• _Stated task_:
Count the lines of the material below that contain the word "floodlight". Give only the number.
-- Start of Records provided --
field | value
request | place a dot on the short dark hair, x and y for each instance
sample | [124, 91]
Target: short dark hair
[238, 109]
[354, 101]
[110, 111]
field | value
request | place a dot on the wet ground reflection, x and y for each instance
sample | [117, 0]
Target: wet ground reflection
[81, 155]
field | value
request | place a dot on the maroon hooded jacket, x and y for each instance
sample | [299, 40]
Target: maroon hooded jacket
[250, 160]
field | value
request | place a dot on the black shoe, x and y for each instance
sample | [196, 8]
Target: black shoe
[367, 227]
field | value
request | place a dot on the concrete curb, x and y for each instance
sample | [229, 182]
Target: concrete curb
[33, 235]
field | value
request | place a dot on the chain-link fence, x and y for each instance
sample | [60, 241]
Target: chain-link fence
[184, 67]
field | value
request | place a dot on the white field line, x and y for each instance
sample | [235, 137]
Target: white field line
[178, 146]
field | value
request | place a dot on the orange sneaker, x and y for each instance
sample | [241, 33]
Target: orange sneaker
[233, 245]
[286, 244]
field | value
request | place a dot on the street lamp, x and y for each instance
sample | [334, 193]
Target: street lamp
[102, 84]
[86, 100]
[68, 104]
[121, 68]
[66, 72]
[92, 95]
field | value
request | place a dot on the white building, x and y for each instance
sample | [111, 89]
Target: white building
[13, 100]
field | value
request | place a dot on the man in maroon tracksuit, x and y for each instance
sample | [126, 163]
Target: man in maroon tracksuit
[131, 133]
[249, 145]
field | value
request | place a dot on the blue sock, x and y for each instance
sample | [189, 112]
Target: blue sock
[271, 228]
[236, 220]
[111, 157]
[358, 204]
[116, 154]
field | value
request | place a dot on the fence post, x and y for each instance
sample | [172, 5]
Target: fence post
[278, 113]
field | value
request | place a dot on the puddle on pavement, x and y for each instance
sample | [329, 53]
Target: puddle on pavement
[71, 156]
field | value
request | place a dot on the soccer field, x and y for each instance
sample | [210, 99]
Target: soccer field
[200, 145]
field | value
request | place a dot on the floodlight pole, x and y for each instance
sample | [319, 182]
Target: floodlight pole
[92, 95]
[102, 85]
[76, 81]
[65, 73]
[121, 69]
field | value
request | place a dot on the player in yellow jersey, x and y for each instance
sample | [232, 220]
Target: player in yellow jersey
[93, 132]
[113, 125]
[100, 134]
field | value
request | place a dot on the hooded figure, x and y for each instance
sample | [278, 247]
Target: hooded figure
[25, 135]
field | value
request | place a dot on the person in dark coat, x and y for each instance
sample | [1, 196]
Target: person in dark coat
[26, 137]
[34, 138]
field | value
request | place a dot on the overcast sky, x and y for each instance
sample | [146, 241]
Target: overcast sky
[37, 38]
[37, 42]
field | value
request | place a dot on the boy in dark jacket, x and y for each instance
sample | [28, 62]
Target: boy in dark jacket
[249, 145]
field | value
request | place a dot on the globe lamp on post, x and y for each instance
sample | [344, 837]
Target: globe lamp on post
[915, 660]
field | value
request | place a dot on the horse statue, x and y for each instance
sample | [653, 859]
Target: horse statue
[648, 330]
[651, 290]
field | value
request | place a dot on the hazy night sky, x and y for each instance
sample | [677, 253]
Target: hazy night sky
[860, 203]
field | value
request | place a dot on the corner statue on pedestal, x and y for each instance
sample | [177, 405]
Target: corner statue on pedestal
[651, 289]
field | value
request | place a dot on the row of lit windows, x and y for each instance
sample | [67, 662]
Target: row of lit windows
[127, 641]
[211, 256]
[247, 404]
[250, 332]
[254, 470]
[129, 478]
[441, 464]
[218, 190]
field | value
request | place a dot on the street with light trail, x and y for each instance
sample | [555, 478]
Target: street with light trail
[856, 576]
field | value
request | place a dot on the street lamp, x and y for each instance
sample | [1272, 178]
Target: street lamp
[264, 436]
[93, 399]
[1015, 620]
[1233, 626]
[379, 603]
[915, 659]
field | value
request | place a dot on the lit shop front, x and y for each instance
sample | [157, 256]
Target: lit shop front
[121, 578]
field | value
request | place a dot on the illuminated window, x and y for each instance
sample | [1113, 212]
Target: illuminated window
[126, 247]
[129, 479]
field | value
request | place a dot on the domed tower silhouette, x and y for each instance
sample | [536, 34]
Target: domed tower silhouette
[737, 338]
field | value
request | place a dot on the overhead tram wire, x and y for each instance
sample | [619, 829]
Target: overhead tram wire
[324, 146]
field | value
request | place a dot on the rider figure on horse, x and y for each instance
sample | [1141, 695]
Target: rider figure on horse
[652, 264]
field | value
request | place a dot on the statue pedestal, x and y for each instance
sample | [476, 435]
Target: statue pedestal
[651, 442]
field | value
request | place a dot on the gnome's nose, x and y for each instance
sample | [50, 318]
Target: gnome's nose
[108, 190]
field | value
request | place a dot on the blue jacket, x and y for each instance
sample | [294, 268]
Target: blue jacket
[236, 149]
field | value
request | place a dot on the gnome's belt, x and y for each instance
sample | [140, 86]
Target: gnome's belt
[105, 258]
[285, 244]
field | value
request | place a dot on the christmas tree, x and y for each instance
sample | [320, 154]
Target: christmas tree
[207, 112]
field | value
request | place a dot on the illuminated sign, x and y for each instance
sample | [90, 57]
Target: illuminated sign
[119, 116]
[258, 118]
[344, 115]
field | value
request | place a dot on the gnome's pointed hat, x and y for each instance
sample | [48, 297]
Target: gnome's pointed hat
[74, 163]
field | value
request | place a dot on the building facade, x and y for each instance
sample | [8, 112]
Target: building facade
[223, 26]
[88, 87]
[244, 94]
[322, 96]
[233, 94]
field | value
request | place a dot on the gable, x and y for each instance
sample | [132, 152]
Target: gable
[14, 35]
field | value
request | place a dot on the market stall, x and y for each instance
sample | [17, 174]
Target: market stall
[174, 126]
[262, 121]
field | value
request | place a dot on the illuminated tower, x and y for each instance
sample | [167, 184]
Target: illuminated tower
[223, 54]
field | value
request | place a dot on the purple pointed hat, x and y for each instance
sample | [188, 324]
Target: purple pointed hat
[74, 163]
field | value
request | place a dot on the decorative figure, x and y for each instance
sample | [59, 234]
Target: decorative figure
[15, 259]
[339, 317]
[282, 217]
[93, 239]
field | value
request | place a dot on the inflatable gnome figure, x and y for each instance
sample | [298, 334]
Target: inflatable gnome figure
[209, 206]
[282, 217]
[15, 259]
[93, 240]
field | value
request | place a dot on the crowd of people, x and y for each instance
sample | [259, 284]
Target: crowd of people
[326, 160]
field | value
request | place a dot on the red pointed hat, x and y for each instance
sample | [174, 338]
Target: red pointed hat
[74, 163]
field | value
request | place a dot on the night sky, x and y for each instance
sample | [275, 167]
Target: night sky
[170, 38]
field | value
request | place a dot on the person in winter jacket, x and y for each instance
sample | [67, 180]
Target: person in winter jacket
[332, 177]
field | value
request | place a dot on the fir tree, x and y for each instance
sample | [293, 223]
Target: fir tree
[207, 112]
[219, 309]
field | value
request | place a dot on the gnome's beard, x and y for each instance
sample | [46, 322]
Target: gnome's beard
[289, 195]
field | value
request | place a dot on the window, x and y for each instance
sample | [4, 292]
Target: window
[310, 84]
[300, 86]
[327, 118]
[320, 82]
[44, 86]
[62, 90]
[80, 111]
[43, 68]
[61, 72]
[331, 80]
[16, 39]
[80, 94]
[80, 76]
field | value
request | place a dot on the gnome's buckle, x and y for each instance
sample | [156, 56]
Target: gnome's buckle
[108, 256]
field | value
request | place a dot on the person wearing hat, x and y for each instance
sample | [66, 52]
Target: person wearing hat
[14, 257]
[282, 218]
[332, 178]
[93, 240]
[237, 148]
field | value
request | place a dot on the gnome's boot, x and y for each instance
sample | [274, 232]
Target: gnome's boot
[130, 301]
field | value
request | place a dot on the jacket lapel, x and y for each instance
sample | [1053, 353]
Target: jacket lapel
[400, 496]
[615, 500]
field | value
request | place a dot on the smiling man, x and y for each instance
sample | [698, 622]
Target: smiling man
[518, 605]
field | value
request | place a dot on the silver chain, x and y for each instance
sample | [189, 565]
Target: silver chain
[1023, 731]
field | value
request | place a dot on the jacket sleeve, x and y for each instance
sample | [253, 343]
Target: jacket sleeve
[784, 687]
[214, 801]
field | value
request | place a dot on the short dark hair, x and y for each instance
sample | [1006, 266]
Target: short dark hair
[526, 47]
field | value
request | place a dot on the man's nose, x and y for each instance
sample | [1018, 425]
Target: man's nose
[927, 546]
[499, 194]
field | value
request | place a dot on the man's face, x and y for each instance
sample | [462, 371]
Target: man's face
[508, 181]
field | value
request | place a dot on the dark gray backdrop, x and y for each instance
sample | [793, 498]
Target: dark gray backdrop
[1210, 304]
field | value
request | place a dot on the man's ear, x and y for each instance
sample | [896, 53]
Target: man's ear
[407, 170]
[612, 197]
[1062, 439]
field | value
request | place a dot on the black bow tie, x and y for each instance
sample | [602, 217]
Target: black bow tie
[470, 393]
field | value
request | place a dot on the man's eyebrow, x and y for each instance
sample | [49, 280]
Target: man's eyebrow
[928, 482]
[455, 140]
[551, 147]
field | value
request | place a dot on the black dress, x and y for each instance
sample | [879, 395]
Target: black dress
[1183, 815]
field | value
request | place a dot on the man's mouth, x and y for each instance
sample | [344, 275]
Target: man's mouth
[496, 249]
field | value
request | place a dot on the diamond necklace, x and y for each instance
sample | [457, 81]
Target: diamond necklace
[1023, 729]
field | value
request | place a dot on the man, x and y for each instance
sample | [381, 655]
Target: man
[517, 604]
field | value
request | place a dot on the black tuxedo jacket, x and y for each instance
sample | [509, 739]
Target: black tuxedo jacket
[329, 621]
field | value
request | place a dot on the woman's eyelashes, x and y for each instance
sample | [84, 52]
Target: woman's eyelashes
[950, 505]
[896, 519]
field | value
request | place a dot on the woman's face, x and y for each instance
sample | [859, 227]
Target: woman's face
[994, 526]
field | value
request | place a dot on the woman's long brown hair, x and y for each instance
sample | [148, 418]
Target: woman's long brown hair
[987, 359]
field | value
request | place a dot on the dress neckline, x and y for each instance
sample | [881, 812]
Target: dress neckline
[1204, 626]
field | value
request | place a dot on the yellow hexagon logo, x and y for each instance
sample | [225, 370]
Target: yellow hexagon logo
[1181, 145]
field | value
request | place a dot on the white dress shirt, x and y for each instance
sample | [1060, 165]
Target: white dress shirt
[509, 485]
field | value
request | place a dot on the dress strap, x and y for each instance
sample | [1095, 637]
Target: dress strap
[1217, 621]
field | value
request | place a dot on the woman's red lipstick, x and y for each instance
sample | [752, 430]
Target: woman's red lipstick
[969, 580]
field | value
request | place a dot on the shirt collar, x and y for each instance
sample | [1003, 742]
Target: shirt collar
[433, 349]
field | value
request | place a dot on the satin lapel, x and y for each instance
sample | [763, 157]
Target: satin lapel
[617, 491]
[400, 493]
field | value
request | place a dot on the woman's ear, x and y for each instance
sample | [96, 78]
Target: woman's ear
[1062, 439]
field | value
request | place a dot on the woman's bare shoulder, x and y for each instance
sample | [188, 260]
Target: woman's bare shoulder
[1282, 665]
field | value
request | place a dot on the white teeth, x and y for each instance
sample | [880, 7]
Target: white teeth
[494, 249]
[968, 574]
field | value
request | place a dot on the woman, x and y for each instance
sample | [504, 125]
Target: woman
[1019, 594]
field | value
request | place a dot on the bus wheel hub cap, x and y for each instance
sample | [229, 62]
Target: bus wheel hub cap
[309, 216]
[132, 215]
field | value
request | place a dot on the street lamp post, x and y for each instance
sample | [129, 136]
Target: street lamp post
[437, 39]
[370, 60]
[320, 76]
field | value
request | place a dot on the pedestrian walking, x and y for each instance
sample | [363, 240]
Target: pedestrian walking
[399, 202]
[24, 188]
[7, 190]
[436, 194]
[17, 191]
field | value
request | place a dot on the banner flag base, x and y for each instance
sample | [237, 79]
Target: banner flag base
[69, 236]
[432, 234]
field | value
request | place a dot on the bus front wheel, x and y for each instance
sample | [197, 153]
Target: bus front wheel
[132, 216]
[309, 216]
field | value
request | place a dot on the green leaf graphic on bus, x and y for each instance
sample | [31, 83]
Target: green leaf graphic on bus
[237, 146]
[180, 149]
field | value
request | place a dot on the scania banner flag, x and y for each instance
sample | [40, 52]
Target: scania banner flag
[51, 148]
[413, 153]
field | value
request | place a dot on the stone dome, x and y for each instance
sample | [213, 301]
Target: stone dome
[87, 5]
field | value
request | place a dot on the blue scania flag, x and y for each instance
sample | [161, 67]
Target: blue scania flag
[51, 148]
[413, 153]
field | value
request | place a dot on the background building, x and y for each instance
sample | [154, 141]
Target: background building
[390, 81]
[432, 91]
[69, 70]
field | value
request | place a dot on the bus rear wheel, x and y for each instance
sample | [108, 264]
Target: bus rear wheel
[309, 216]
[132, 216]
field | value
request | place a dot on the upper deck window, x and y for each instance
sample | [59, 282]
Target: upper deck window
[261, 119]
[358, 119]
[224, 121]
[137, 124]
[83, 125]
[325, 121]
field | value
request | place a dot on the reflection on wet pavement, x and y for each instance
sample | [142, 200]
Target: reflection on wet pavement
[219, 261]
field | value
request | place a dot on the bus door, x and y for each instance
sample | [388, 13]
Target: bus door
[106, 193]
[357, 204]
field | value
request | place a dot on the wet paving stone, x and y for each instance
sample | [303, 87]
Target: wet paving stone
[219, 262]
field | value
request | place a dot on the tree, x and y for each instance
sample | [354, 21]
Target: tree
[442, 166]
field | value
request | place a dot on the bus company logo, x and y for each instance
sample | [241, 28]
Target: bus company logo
-- End of Records provided --
• _Written response_:
2